> **Your goal**
Reproduce word for word the lines of the data below, from the line holding "Spot the small" through the line holding "x=213, y=336", both included.

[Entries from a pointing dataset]
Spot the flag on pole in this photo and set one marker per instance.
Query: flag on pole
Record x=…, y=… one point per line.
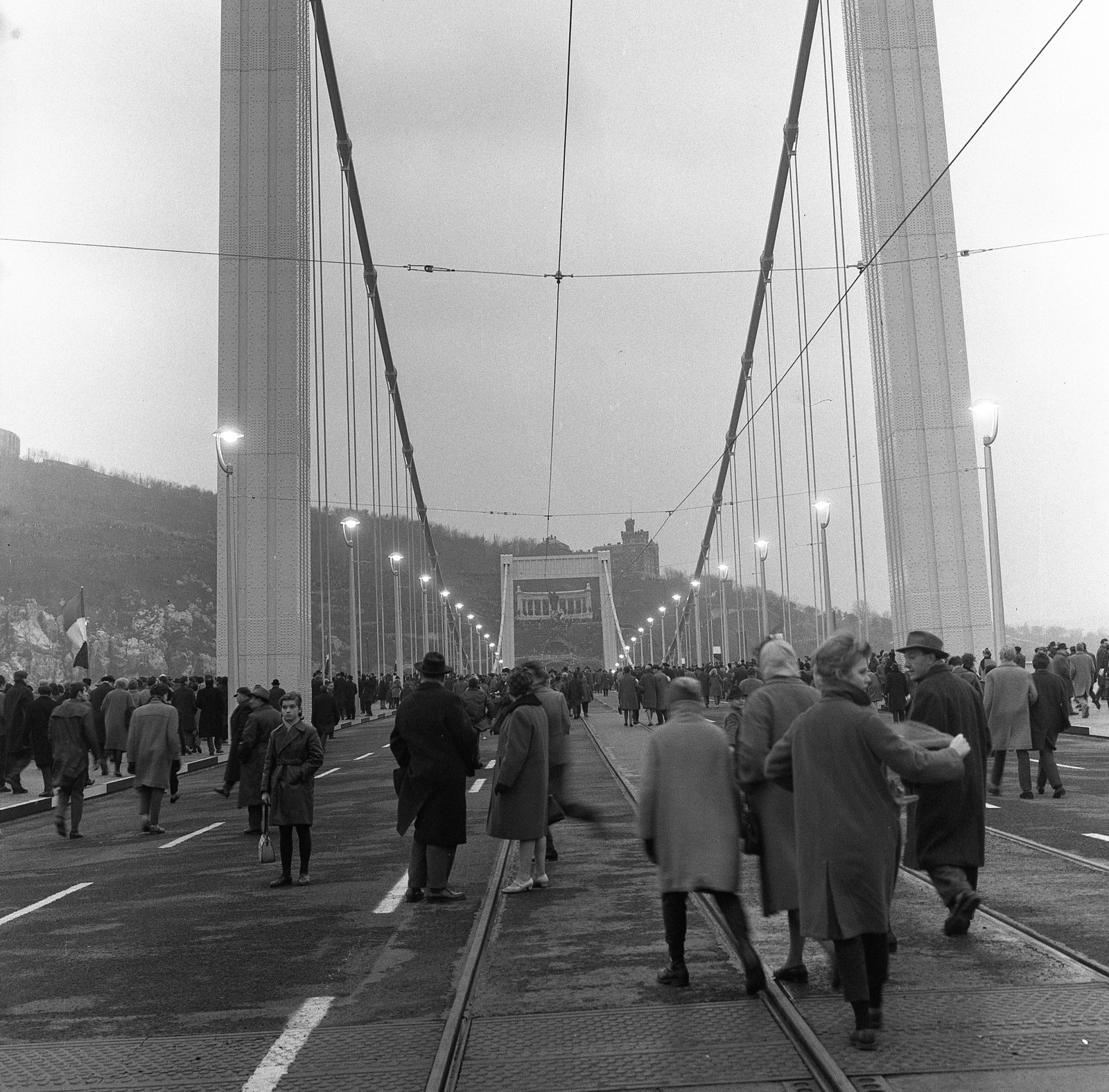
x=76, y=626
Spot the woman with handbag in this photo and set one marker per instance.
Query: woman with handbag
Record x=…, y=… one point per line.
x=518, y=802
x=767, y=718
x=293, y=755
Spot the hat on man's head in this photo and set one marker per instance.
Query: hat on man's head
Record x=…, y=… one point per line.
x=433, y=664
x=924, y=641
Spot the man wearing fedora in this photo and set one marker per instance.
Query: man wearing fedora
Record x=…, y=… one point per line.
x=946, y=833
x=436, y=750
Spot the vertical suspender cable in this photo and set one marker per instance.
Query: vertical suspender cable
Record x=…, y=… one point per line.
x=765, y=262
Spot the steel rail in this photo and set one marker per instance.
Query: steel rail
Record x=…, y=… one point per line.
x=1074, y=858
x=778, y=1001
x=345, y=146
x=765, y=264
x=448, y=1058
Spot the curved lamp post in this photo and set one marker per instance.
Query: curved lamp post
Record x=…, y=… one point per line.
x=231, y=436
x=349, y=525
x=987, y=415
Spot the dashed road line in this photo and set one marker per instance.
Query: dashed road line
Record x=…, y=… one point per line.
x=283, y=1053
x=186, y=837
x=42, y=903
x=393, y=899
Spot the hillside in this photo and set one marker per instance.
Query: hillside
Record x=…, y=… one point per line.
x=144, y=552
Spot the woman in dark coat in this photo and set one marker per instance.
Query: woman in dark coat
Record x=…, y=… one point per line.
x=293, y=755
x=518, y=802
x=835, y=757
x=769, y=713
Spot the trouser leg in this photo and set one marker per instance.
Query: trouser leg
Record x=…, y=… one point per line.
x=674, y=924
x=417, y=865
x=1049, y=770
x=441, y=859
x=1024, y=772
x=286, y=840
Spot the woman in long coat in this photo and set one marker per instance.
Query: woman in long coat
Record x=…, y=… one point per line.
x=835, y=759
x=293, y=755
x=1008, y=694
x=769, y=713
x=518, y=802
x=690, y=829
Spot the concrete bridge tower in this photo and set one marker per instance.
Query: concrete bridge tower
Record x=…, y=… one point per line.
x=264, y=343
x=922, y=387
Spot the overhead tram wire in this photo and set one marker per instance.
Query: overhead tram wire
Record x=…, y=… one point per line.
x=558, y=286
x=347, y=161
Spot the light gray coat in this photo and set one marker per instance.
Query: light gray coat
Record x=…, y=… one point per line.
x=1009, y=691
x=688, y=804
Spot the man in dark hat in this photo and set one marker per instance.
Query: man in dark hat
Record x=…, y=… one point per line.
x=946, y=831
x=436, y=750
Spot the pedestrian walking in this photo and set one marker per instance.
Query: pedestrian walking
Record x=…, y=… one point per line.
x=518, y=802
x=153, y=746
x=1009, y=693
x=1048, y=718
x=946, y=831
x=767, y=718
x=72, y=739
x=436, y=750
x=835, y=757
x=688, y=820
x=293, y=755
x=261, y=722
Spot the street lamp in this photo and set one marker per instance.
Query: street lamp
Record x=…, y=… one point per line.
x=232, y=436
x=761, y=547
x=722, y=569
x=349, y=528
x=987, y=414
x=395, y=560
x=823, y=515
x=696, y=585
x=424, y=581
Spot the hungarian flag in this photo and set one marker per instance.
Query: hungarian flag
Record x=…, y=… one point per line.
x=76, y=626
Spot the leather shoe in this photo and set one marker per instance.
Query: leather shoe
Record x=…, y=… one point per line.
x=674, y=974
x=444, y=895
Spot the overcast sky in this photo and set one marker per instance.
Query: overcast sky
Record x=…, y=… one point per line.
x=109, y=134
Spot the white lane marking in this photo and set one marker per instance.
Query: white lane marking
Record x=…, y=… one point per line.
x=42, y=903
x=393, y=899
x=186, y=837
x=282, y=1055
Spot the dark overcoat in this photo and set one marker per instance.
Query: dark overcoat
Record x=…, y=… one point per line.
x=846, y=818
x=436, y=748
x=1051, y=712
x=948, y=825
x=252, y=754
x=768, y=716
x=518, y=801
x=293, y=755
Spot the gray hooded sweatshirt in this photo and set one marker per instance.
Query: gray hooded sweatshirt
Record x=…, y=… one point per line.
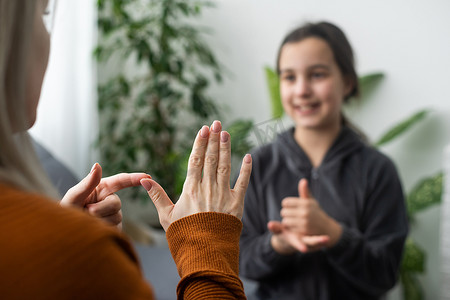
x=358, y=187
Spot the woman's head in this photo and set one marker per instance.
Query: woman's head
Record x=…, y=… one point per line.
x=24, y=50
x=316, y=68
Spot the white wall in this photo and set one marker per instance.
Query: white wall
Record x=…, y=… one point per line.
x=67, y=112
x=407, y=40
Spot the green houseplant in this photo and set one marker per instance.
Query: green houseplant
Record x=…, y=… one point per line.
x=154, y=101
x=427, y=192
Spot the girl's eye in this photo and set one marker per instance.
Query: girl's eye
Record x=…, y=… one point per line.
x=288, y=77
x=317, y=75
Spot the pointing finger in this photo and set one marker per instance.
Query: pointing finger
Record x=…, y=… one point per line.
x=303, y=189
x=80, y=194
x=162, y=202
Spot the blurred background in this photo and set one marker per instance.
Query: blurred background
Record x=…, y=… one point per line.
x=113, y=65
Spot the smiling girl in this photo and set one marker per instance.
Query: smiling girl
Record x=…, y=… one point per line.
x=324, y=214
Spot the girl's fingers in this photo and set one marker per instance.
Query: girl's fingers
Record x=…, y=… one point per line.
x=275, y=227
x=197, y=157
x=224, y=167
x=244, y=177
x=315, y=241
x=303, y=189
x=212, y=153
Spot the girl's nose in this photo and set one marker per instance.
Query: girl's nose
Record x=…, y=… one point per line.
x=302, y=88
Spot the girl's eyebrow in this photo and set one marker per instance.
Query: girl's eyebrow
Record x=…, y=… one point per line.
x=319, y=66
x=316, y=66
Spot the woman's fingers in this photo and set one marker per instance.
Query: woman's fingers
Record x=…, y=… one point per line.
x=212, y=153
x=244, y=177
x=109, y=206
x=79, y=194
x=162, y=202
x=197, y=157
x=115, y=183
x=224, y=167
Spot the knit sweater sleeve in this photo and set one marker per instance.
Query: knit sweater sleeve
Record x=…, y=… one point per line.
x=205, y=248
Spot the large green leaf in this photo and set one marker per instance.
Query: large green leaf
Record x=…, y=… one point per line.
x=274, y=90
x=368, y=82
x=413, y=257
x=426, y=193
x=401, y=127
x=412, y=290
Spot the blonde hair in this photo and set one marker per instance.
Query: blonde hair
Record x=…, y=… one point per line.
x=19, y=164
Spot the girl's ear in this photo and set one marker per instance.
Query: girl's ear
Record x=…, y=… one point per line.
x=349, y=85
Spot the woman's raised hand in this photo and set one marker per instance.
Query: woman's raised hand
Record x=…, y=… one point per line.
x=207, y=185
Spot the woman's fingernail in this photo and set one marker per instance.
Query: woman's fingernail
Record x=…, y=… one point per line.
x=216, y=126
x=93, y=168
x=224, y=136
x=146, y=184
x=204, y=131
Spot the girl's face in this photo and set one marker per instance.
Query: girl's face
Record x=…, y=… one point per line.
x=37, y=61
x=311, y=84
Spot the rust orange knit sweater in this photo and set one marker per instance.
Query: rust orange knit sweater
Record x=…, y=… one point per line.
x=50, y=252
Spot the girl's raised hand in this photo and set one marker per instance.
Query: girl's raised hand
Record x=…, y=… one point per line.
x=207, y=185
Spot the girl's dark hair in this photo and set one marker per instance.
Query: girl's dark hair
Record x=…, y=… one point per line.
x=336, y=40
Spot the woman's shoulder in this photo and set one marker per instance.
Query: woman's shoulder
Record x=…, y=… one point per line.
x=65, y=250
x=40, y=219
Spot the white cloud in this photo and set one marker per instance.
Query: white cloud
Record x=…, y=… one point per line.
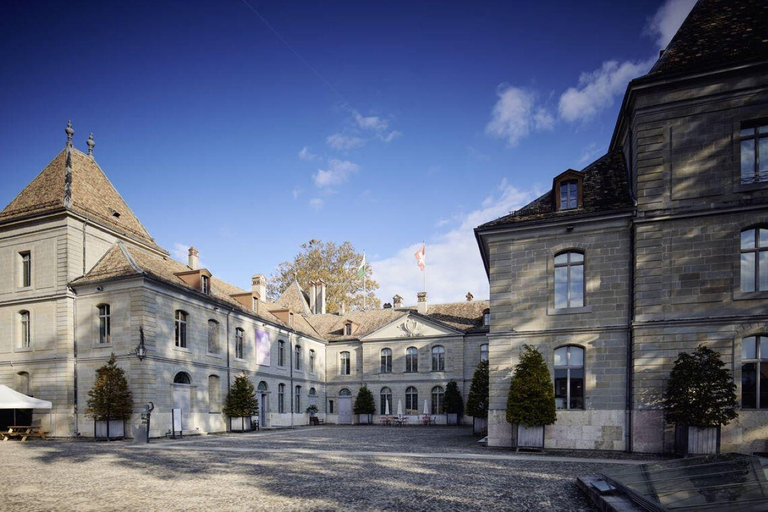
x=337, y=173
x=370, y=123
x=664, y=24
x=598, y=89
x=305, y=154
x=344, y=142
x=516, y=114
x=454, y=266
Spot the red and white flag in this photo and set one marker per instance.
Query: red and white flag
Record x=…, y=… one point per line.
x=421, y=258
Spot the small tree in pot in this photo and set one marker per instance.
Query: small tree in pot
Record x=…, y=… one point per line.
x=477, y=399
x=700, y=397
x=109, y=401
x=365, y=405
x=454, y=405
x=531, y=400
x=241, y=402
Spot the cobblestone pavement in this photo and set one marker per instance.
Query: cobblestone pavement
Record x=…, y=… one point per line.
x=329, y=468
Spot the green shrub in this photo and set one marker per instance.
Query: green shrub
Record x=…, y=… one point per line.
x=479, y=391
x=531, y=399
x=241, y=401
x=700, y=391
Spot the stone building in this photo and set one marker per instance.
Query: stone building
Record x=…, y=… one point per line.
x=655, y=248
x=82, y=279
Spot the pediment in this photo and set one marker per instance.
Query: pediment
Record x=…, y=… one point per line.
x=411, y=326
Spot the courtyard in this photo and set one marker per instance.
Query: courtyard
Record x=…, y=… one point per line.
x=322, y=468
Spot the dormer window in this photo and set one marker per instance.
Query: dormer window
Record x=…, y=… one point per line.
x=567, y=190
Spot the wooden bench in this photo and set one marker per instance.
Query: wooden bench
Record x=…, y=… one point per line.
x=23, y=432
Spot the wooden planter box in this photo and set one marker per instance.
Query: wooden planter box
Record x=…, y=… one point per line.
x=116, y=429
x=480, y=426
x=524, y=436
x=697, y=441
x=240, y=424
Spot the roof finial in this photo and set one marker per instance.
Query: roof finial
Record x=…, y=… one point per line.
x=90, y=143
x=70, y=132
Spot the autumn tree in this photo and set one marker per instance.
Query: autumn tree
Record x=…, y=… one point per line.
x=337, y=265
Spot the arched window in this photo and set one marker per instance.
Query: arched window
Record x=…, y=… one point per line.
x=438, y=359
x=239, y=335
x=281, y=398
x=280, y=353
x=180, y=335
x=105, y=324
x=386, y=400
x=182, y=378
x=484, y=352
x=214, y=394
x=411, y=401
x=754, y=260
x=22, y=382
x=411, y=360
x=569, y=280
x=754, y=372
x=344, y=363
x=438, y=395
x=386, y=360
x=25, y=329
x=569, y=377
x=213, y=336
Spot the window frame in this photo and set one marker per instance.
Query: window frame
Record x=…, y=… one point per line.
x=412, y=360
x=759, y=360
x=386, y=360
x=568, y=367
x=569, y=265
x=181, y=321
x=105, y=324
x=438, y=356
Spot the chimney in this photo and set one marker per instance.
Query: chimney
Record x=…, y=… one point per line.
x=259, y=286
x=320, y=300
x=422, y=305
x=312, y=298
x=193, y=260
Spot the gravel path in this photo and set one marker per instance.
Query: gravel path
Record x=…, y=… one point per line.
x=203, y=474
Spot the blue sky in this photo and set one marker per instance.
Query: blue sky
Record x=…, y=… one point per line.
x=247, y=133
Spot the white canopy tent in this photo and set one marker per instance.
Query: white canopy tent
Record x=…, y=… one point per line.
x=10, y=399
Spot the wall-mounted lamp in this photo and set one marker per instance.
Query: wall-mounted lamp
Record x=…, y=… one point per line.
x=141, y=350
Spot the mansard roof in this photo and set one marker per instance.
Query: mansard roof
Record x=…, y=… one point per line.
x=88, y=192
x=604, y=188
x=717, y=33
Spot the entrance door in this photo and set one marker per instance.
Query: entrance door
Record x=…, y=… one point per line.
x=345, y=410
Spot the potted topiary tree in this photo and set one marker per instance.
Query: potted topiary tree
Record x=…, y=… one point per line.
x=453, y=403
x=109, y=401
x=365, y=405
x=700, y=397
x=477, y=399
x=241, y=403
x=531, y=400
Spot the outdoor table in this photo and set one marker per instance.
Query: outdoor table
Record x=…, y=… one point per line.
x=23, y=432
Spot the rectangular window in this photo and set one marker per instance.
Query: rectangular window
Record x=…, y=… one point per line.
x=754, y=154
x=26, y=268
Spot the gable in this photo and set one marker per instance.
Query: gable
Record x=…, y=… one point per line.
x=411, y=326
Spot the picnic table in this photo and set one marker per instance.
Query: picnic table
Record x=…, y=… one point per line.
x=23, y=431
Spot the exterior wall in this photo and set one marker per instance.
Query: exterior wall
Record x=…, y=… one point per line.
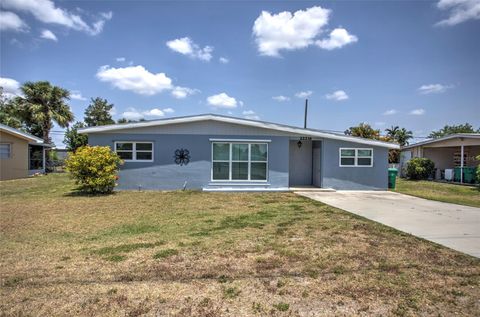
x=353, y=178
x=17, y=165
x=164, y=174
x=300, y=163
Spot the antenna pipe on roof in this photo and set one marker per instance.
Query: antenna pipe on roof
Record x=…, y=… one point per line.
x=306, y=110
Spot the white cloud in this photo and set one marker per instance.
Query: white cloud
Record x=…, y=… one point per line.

> **Written reply**
Spot the small tree in pot in this photo and set one marker per instance.
Query: small tree in pot
Record x=…, y=… one point per line.
x=477, y=399
x=700, y=397
x=109, y=401
x=365, y=405
x=454, y=405
x=531, y=400
x=241, y=402
Spot the cobblestone pavement in this photo and set one marker per instance.
Query: cobblestone pavement
Record x=…, y=… one point per line.
x=329, y=468
Spot the green shrub in this photo and set one marker per instance.
Query: green shrub
Record x=…, y=… one point per line.
x=479, y=391
x=531, y=399
x=241, y=401
x=700, y=391
Spot the stone building in this photo and set one marker per instance.
Query: stone building
Record x=…, y=… one point per line.
x=655, y=248
x=82, y=279
Spot the pediment in this photo and set one marker per instance.
Query: pediment
Record x=…, y=… one point per line.
x=411, y=326
Spot the courtyard in this photo and set one marker per instance.
Query: courtyard
Record x=…, y=… one point per line.
x=322, y=468
Spot the dormer window in this photo and set one marker per instance.
Query: dormer window
Record x=…, y=… one point per line.
x=567, y=190
Spot the wooden bench in this photo and set one marker per instance.
Query: wooden bench
Record x=…, y=… one point per line.
x=23, y=432
Spot the wooden planter box in this photo and set one marker per instance.
Query: wooden planter box
Record x=…, y=… one point per line.
x=116, y=429
x=480, y=426
x=524, y=436
x=697, y=441
x=240, y=424
Spot the roof finial in this photo and set one marker per instance.
Query: roof finial
Record x=…, y=… one point per line.
x=90, y=143
x=70, y=132
Spot the autumn tree in this photo and set one marker per instance.
Query: autumn tree
Record x=…, y=… one point per line.
x=337, y=265
Spot the arched window in this photo and set one marker per instance.
Query: arched window
Record x=…, y=… one point per line.
x=438, y=359
x=239, y=335
x=281, y=398
x=280, y=353
x=180, y=335
x=105, y=324
x=386, y=400
x=182, y=378
x=484, y=352
x=214, y=394
x=411, y=401
x=754, y=260
x=22, y=382
x=411, y=360
x=569, y=280
x=754, y=372
x=344, y=363
x=438, y=395
x=386, y=360
x=25, y=329
x=569, y=377
x=213, y=336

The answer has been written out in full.